++++ Provided text ++++
These aren’t suggestions — violations carry fines from Pinellas County code enforcement. Smart controllers with rain sensors (required by county code on all new installations) handle the rain-delay restriction automatically.

The deeper issue is how to water, not just when. Gulf Blvd’s sandy soils have low water retention — water drains through quickly. Short, frequent watering creates a shallow wet zone near the surface and encourages shallow root development. Deep, less frequent watering (within the SWFWMD twice-per-week schedule) trains roots deeper, where they can access moisture between irrigation cycles.

Morning irrigation only. Evening watering leaves moisture on the grass surface overnight, which is the primary driver of brown patch fungus (Rhizoctonia solani) and gray leaf spot — both common problems on over-watered Gulf Blvd lawns.

Fertilizer: The Pinellas Blackout Period

Pinellas County’s fertilizer ordinance prohibits the application of nitrogen or phosphorus between June 1 and September 30. This is the rainy season — heavy summer rainfall washes nutrients into Tampa Bay and the Gulf, accelerating the algae growth that has damaged seagrass beds along the coastline.

For St. Augustine grass in Pinellas County, a two-application annual schedule is sufficient:

  1. Early March: Slow-release balanced fertilizer (something with roughly equal N-P-K ratios or slightly higher potassium for salt-spray tolerance). Applied before the rainy season kicks in, nutrients are available when the grass is actively growing.
  2. October or November: Post-blackout application to support fall recovery after summer heat stress, before the mild Pinellas winter slows growth.

Avoid quick-release nitrogen formulations. They produce a rapid flush of lush, soft growth that is more attractive to chinch bugs and more susceptible to fungal disease than steady growth from slow-release.
++++
(Problem statement)
Please repeat everything in the lawn care text from "The deeper issue" down to "between irrigation cycles.", swapping "watering" for "irrigation".
++++ Dataset content ++++
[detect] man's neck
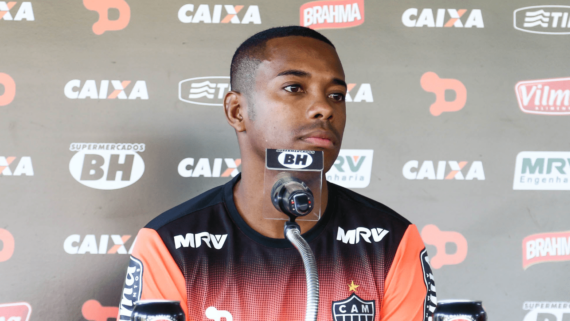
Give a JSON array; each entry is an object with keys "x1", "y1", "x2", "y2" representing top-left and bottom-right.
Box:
[{"x1": 233, "y1": 158, "x2": 328, "y2": 239}]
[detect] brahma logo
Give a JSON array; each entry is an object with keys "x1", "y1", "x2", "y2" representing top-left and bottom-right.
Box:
[
  {"x1": 402, "y1": 8, "x2": 485, "y2": 28},
  {"x1": 402, "y1": 160, "x2": 485, "y2": 181},
  {"x1": 69, "y1": 143, "x2": 145, "y2": 190},
  {"x1": 300, "y1": 0, "x2": 364, "y2": 29},
  {"x1": 0, "y1": 302, "x2": 32, "y2": 321},
  {"x1": 178, "y1": 4, "x2": 261, "y2": 25},
  {"x1": 0, "y1": 1, "x2": 35, "y2": 21},
  {"x1": 513, "y1": 6, "x2": 570, "y2": 35},
  {"x1": 420, "y1": 71, "x2": 467, "y2": 116},
  {"x1": 178, "y1": 157, "x2": 241, "y2": 177},
  {"x1": 513, "y1": 152, "x2": 570, "y2": 190},
  {"x1": 178, "y1": 76, "x2": 231, "y2": 106},
  {"x1": 515, "y1": 78, "x2": 570, "y2": 115},
  {"x1": 326, "y1": 149, "x2": 374, "y2": 188},
  {"x1": 0, "y1": 73, "x2": 16, "y2": 106},
  {"x1": 63, "y1": 79, "x2": 148, "y2": 99},
  {"x1": 63, "y1": 234, "x2": 135, "y2": 254},
  {"x1": 83, "y1": 0, "x2": 131, "y2": 35},
  {"x1": 0, "y1": 156, "x2": 34, "y2": 176},
  {"x1": 523, "y1": 301, "x2": 570, "y2": 321},
  {"x1": 421, "y1": 224, "x2": 467, "y2": 269},
  {"x1": 0, "y1": 228, "x2": 15, "y2": 262},
  {"x1": 523, "y1": 232, "x2": 570, "y2": 270}
]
++++
(Task output)
The deeper issue is how to water, not just when. Gulf Blvd’s sandy soils have low water retention — water drains through quickly. Short, frequent irrigation creates a shallow wet zone near the surface and encourages shallow root development. Deep, less frequent irrigation (within the SWFWMD twice-per-week schedule) trains roots deeper, where they can access moisture between irrigation cycles.